━━ WORKING DATA ━━

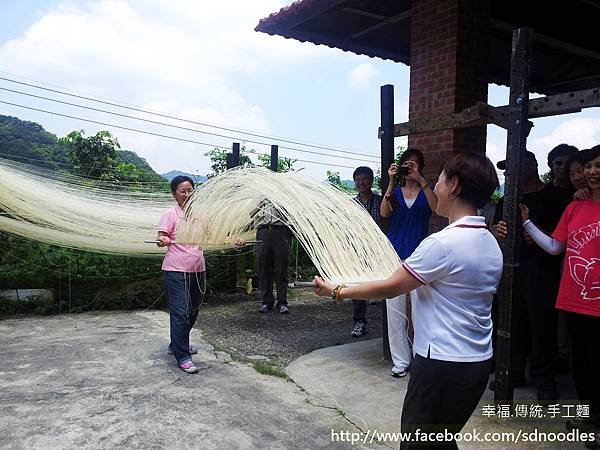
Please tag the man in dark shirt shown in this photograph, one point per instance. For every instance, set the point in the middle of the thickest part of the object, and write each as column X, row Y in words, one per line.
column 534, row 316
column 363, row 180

━━━
━━ WORKING DATA ━━

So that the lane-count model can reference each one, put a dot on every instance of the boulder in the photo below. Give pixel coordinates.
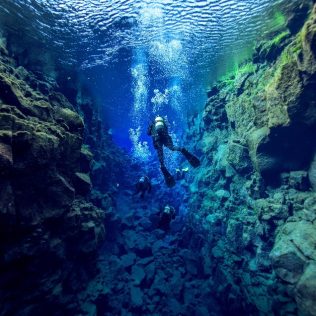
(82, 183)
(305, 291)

━━━

### EXERCISE DESCRIPTION
Please gather each line of the rows above that contains the word "instance" and copy every such line in full.

### THE OUTPUT
Please tag the man in dark shirt shown in this photograph, one point per instance. For every instance, set the point in the middle of the thickest part of the object, and write each as column X, row Y in words, one per line.
So that the lane-count model can reference each one, put a dot on every instance of the boulder in the photo below. Give pixel coordinates.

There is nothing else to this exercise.